SHORT TASK: List every line of the data below that contains the string "outline", treating uppercase and lowercase as different. Copy each matching line in full.

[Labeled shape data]
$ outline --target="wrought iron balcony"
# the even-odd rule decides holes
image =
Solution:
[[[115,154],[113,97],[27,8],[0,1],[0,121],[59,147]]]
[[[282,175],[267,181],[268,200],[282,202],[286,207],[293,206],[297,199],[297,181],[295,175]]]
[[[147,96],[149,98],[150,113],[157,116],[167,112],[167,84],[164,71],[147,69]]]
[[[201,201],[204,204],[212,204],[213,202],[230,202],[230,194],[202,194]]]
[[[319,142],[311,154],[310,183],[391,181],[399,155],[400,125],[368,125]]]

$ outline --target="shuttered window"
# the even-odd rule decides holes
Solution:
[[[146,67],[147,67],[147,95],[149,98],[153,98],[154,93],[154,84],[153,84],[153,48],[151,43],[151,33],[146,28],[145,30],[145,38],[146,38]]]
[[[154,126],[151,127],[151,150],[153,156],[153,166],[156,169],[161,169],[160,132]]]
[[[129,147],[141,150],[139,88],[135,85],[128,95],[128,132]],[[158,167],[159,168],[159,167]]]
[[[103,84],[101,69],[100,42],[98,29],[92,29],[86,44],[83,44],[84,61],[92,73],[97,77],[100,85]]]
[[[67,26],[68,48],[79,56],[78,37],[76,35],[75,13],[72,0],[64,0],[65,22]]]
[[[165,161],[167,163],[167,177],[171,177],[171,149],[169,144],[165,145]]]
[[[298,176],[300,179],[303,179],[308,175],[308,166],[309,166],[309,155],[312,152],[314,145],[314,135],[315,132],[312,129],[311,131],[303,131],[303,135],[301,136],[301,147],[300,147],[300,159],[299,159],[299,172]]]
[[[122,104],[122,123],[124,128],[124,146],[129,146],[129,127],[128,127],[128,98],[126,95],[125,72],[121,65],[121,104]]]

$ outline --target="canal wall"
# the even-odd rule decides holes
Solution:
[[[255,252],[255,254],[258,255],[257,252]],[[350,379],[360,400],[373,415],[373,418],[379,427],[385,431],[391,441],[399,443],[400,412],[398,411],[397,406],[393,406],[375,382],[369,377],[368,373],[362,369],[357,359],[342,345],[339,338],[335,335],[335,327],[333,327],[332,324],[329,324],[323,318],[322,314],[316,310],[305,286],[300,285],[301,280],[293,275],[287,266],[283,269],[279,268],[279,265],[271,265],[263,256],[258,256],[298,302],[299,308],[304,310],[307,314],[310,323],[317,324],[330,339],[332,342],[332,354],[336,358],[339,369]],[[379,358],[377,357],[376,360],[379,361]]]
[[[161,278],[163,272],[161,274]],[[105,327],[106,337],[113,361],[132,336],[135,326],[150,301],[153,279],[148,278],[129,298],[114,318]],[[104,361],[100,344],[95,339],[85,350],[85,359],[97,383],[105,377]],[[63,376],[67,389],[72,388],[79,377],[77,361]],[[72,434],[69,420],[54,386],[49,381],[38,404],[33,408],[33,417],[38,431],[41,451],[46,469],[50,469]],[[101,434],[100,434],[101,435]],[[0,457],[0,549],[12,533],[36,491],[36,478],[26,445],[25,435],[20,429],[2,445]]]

OUTPUT OF THE TASK:
$ outline --target="wrought iron balcony"
$ outline --target="shuttered window"
$ outline --target="canal wall"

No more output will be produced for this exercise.